>> BEGIN RECORDS FOR THE TASK
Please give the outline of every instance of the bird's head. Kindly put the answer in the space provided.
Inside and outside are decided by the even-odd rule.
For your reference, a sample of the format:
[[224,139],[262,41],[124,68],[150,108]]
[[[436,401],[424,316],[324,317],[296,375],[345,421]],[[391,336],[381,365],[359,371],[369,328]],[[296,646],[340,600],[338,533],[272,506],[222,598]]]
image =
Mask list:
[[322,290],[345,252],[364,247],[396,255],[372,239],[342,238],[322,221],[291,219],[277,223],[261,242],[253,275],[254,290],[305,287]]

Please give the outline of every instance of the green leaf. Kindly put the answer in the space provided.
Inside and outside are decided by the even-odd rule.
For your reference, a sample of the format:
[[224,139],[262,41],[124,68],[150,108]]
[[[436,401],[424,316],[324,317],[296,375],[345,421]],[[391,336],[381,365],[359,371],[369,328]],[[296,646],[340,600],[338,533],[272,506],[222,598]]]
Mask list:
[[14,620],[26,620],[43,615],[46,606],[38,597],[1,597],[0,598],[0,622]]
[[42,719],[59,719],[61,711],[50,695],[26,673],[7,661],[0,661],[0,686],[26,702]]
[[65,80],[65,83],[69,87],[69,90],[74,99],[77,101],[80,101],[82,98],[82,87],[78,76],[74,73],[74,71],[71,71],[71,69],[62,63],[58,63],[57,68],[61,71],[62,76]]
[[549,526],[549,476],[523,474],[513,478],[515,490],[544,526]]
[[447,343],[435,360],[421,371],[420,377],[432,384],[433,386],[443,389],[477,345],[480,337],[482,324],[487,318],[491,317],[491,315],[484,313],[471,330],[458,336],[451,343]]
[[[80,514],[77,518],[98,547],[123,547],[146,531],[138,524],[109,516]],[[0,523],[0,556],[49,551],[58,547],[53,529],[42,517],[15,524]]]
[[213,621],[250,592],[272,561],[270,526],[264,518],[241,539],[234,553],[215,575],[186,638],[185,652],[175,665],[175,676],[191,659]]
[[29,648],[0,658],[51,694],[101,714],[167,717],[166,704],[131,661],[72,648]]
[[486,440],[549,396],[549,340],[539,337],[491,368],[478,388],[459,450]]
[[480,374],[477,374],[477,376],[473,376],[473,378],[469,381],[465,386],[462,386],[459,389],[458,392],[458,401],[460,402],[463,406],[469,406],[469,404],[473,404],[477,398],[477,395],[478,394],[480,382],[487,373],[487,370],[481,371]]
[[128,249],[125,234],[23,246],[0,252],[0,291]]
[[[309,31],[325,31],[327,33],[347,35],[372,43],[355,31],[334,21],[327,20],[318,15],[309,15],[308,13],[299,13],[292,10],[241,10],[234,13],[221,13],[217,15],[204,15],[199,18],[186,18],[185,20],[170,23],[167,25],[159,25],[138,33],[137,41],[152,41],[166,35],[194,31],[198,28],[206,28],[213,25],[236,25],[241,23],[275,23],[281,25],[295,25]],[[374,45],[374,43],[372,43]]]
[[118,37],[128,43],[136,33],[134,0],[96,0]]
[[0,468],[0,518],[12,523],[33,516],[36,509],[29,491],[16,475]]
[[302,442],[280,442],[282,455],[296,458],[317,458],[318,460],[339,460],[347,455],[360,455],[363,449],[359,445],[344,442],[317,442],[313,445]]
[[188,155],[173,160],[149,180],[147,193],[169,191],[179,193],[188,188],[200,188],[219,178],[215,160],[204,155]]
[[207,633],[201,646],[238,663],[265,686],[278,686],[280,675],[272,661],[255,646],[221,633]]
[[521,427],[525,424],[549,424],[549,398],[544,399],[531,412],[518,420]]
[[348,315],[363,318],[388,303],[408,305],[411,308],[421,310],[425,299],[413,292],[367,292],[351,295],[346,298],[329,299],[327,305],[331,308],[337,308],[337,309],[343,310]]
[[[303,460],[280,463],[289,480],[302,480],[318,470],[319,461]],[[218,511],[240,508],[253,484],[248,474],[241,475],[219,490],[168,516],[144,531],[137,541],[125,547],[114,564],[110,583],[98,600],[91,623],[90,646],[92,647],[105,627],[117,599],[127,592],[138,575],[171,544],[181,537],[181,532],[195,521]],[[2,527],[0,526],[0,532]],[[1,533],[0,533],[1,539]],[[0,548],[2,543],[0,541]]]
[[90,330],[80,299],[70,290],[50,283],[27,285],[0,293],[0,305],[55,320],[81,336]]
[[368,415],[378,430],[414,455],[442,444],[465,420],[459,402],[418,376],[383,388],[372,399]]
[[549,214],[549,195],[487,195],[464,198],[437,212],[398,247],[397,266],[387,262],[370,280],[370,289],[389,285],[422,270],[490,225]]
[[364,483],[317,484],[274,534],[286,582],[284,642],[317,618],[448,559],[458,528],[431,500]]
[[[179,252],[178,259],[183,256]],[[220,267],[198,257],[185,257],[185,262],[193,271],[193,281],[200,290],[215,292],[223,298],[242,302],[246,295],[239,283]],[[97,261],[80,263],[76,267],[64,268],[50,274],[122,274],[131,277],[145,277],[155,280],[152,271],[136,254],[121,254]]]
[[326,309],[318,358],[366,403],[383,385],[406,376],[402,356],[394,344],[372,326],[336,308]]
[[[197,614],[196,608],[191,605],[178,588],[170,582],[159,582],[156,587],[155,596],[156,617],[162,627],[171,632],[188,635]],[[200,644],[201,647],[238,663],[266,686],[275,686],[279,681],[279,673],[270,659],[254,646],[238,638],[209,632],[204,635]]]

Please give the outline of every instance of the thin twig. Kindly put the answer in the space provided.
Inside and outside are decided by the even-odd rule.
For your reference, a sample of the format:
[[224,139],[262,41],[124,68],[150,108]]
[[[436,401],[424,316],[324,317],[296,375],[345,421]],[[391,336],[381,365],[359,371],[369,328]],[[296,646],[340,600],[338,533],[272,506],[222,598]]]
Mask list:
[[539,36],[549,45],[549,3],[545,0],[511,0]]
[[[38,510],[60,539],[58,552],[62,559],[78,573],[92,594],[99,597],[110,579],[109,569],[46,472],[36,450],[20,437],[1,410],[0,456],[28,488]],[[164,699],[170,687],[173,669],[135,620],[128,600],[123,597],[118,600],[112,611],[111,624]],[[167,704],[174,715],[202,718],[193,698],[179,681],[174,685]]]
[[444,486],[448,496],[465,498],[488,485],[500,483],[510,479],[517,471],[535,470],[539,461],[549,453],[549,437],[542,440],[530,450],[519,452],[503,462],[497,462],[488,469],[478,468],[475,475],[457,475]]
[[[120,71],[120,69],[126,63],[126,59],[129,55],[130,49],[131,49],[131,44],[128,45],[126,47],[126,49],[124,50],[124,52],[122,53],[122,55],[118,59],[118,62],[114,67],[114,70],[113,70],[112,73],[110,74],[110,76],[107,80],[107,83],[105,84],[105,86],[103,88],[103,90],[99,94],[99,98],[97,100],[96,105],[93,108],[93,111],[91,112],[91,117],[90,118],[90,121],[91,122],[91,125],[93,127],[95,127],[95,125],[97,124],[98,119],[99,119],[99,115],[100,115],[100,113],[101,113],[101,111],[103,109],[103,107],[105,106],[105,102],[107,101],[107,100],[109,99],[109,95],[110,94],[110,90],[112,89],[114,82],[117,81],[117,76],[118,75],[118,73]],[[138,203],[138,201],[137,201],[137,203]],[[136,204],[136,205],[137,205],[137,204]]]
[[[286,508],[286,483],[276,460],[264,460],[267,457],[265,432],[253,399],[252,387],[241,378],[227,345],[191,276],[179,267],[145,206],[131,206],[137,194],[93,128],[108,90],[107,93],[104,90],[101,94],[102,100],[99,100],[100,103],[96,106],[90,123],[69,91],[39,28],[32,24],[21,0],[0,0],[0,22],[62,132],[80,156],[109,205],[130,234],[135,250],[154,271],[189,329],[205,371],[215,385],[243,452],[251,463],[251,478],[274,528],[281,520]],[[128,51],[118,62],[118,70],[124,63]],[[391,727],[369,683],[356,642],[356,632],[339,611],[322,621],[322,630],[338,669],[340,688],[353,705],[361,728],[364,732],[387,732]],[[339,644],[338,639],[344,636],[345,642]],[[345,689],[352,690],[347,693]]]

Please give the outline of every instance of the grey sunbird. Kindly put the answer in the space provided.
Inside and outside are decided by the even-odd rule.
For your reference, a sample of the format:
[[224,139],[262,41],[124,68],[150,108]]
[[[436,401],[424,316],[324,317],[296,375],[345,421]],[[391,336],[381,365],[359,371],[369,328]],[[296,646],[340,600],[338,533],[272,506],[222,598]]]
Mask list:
>> END RECORDS FOR THE TASK
= GOAL =
Copy out the entries word for word, from the line containing "Please give the outline of every instance of the grey" through the end of the entries, including both of those lines.

= SOLUTION TO THIS TASK =
Please give the outline of every instance of the grey sunbird. Kindly put the answer in the space provided.
Inside and outside are decided by the even-odd rule.
For your reference, a sample of the format:
[[224,139],[262,41],[124,68],[150,108]]
[[[436,401],[424,316],[324,317],[296,375],[345,421]],[[391,336],[381,365],[359,371],[369,328]],[[296,646],[340,600],[338,533],[272,506],[222,598]]]
Mask list:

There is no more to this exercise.